Dataset excerpts section start

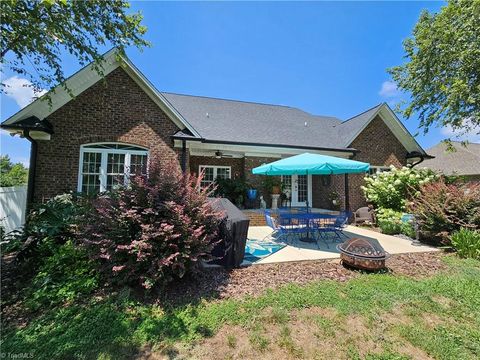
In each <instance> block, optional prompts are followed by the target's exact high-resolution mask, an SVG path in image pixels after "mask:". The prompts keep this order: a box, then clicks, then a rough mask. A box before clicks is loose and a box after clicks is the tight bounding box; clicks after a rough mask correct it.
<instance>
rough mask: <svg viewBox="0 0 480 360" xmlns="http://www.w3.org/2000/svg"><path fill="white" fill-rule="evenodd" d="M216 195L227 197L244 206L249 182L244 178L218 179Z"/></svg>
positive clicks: (240, 204) (216, 184)
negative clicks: (240, 178) (235, 178)
mask: <svg viewBox="0 0 480 360" xmlns="http://www.w3.org/2000/svg"><path fill="white" fill-rule="evenodd" d="M215 182H216V185H217V187H216V189H215V195H216V196H221V197H224V198H227V199H228V200H230V201H231V202H232V203H234V204H236V205H237V206H243V203H244V201H245V194H246V192H247V190H248V184H247V183H246V182H245V180H242V179H218V178H217V179H216V180H215Z"/></svg>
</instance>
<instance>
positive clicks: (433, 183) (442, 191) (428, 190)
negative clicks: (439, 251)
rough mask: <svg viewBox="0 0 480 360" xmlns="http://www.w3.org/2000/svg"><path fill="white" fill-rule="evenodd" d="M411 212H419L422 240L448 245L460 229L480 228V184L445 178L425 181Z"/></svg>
mask: <svg viewBox="0 0 480 360" xmlns="http://www.w3.org/2000/svg"><path fill="white" fill-rule="evenodd" d="M409 211H410V212H412V213H413V214H415V217H416V219H417V221H418V223H419V231H420V236H421V238H422V239H424V240H429V241H433V242H437V243H443V244H446V243H448V242H449V236H450V235H451V234H452V233H453V232H454V231H457V230H460V228H467V229H479V228H480V185H478V184H472V183H470V184H469V183H467V184H445V182H444V181H443V180H440V181H437V182H434V183H428V184H425V185H424V186H422V187H421V189H420V192H419V194H417V196H415V198H414V199H413V201H412V202H411V203H410V205H409Z"/></svg>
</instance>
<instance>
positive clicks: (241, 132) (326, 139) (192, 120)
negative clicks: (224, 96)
mask: <svg viewBox="0 0 480 360" xmlns="http://www.w3.org/2000/svg"><path fill="white" fill-rule="evenodd" d="M162 95H163V96H164V97H165V98H166V99H167V100H168V102H170V103H171V105H173V107H175V109H176V110H177V111H178V112H179V113H180V114H181V115H182V116H183V117H184V118H185V119H186V120H187V121H188V122H189V123H190V124H191V125H192V126H193V127H194V128H195V130H196V131H197V132H198V133H199V134H200V135H201V137H202V138H204V139H207V140H212V141H229V142H239V143H256V144H272V145H285V146H305V147H312V148H332V149H345V148H346V145H348V144H346V143H345V140H348V138H349V137H350V136H352V135H353V134H355V132H356V131H357V130H360V129H361V128H362V126H363V125H364V123H365V122H366V121H368V116H369V114H370V112H371V111H373V109H370V110H369V111H367V112H365V113H362V114H360V115H358V116H357V117H355V118H352V119H350V120H348V121H346V122H344V123H342V122H341V120H340V119H338V118H336V117H332V116H318V115H312V114H309V113H307V112H305V111H302V110H300V109H297V108H293V107H289V106H281V105H270V104H260V103H253V102H244V101H235V100H226V99H217V98H209V97H201V96H191V95H180V94H172V93H162ZM377 107H378V106H377ZM377 107H375V108H374V109H377ZM345 132H348V134H346V133H345Z"/></svg>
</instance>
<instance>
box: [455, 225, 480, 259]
mask: <svg viewBox="0 0 480 360" xmlns="http://www.w3.org/2000/svg"><path fill="white" fill-rule="evenodd" d="M451 242H452V246H453V247H454V248H455V250H457V253H458V255H459V256H460V257H464V258H473V259H480V231H478V230H471V229H466V228H461V229H460V230H458V231H456V232H454V233H453V234H452V236H451Z"/></svg>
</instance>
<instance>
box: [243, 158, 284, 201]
mask: <svg viewBox="0 0 480 360" xmlns="http://www.w3.org/2000/svg"><path fill="white" fill-rule="evenodd" d="M276 160H279V159H278V158H267V157H248V156H247V157H245V179H246V180H247V181H248V183H249V184H250V185H252V186H253V187H255V188H256V189H257V190H258V197H260V196H263V198H264V199H265V201H266V202H267V207H270V206H271V205H272V199H271V196H270V195H271V194H266V193H265V191H264V190H263V184H262V182H263V179H265V175H253V174H252V169H253V168H256V167H257V166H260V165H262V164H266V163H269V162H273V161H276Z"/></svg>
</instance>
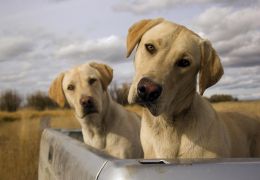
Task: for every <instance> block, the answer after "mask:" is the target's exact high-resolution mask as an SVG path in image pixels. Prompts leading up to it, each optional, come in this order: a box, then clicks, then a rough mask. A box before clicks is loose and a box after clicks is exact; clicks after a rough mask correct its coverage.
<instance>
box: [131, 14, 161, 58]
mask: <svg viewBox="0 0 260 180" xmlns="http://www.w3.org/2000/svg"><path fill="white" fill-rule="evenodd" d="M162 21H164V19H163V18H157V19H144V20H141V21H138V22H136V23H135V24H133V25H132V26H131V27H130V28H129V29H128V35H127V41H126V47H127V54H126V57H129V56H130V55H131V53H132V51H133V50H134V48H135V46H136V44H138V43H139V42H140V40H141V38H142V36H143V34H144V33H145V32H146V31H148V30H149V29H151V28H152V27H154V26H156V25H157V24H160V23H161V22H162Z"/></svg>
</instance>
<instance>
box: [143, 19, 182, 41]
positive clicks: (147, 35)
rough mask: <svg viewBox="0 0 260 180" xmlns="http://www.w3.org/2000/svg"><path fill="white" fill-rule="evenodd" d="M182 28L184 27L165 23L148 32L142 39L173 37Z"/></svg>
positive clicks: (172, 23) (166, 21)
mask: <svg viewBox="0 0 260 180" xmlns="http://www.w3.org/2000/svg"><path fill="white" fill-rule="evenodd" d="M180 28H182V26H180V25H178V24H174V23H171V22H167V21H165V22H163V23H160V24H158V25H156V26H154V27H153V28H151V29H150V30H148V31H147V32H146V33H145V34H144V35H143V37H142V38H143V39H146V38H151V37H165V36H168V35H171V34H172V33H173V32H174V31H176V30H178V29H180Z"/></svg>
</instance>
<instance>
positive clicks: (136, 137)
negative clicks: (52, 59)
mask: <svg viewBox="0 0 260 180" xmlns="http://www.w3.org/2000/svg"><path fill="white" fill-rule="evenodd" d="M112 78H113V70H112V69H111V68H110V67H109V66H108V65H105V64H100V63H95V62H92V63H86V64H83V65H80V66H78V67H75V68H72V69H70V70H69V71H66V72H64V73H61V74H60V75H59V76H58V77H57V78H56V79H55V80H54V81H53V82H52V84H51V87H50V90H49V96H50V97H51V98H52V99H53V100H54V101H56V102H57V103H58V104H59V105H60V106H64V105H65V103H66V102H68V104H69V105H70V106H71V107H73V108H74V110H75V116H76V118H77V119H78V120H79V122H80V125H81V127H82V133H83V139H84V142H85V143H86V144H88V145H90V146H92V147H94V148H96V149H99V150H101V151H103V152H105V153H108V154H110V155H112V156H114V157H118V158H142V157H143V151H142V147H141V143H140V124H141V123H140V118H139V117H138V116H137V115H136V114H134V113H132V112H129V111H127V110H125V109H124V108H123V107H122V106H121V105H119V104H117V103H116V102H115V101H113V100H112V98H111V96H110V94H109V92H108V90H107V87H108V85H109V84H110V82H111V81H112Z"/></svg>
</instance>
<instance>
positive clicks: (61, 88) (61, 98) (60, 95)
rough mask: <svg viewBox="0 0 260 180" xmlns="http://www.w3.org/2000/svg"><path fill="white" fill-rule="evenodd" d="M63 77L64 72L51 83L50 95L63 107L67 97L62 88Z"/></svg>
mask: <svg viewBox="0 0 260 180" xmlns="http://www.w3.org/2000/svg"><path fill="white" fill-rule="evenodd" d="M63 78H64V73H61V74H59V75H58V77H56V78H55V79H54V81H53V82H52V83H51V86H50V89H49V97H50V98H51V99H52V100H53V101H55V102H56V103H57V104H58V105H59V106H61V107H64V106H65V103H66V98H65V95H64V92H63V89H62V81H63Z"/></svg>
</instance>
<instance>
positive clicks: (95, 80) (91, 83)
mask: <svg viewBox="0 0 260 180" xmlns="http://www.w3.org/2000/svg"><path fill="white" fill-rule="evenodd" d="M96 81H97V79H95V78H90V79H89V80H88V83H89V85H92V84H94V82H96Z"/></svg>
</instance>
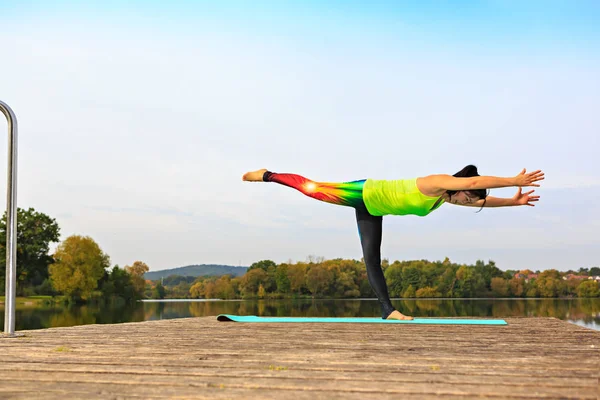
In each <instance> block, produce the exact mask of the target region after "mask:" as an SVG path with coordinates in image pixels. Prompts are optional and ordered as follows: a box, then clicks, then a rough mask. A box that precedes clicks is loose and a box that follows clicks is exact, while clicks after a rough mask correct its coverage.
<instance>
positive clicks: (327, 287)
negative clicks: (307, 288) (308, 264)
mask: <svg viewBox="0 0 600 400" xmlns="http://www.w3.org/2000/svg"><path fill="white" fill-rule="evenodd" d="M332 275H333V274H332V273H331V271H330V270H329V269H328V268H327V267H325V266H323V265H321V264H313V265H312V266H311V267H310V269H309V270H308V273H307V274H306V287H307V288H308V290H309V291H310V292H311V293H312V295H313V296H320V295H322V294H324V293H325V291H326V290H327V288H328V286H329V284H330V283H331V278H332Z"/></svg>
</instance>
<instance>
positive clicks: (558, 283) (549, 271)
mask: <svg viewBox="0 0 600 400" xmlns="http://www.w3.org/2000/svg"><path fill="white" fill-rule="evenodd" d="M535 287H536V289H537V293H538V294H539V295H540V296H542V297H557V296H559V295H560V294H562V291H563V290H564V289H565V285H564V284H563V281H562V279H561V278H560V273H559V272H558V271H557V270H555V269H549V270H546V271H544V272H542V273H540V274H539V275H538V277H537V279H536V280H535Z"/></svg>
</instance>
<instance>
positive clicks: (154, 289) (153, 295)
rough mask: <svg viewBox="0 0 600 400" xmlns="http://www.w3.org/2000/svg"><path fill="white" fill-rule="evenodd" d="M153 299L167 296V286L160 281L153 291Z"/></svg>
mask: <svg viewBox="0 0 600 400" xmlns="http://www.w3.org/2000/svg"><path fill="white" fill-rule="evenodd" d="M152 298H153V299H164V298H165V287H164V286H163V285H162V284H161V283H160V282H158V283H157V284H156V286H155V287H154V290H153V291H152Z"/></svg>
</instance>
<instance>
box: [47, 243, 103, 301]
mask: <svg viewBox="0 0 600 400" xmlns="http://www.w3.org/2000/svg"><path fill="white" fill-rule="evenodd" d="M54 260H55V262H54V264H51V265H50V267H49V271H50V280H51V282H52V285H53V286H54V288H55V289H56V290H58V291H59V292H62V293H64V294H66V295H67V296H71V297H74V298H81V299H84V300H85V299H87V298H89V297H90V295H91V294H92V292H93V291H94V289H96V288H97V287H98V281H99V280H100V278H102V276H103V275H104V271H105V270H106V268H108V267H109V257H108V255H106V254H104V252H102V250H101V249H100V246H98V244H97V243H96V242H95V241H94V240H93V239H92V238H91V237H89V236H79V235H73V236H69V237H68V238H67V239H65V241H63V242H62V243H61V244H60V245H59V246H58V248H57V249H56V252H55V253H54Z"/></svg>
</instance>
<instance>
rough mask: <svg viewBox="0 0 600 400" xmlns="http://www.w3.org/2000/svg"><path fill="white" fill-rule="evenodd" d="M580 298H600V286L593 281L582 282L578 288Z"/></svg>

Dataset excerpts section end

▶ _Action item_
Every line above that includes the word "before" must appear in the answer.

▶ _Answer for the task_
In each <instance> block, optional prompts are followed by the target's exact high-resolution mask, an SVG path in image pixels after "mask:". The prompts keep this order: a box, then clicks, then a rough mask. A box before clicks is loose and a box after clicks is the tight bounding box; clicks after a rough mask correct it.
Task: for every <instance> block, the answer after "mask:" is the target's exact high-resolution mask as an SVG path in image pixels. Prompts leading up to it, each optional, come in this order: a box, then clicks, then a rough mask. A box before clicks is loose and a box after clicks is exact; clicks after a rough mask correct its coverage.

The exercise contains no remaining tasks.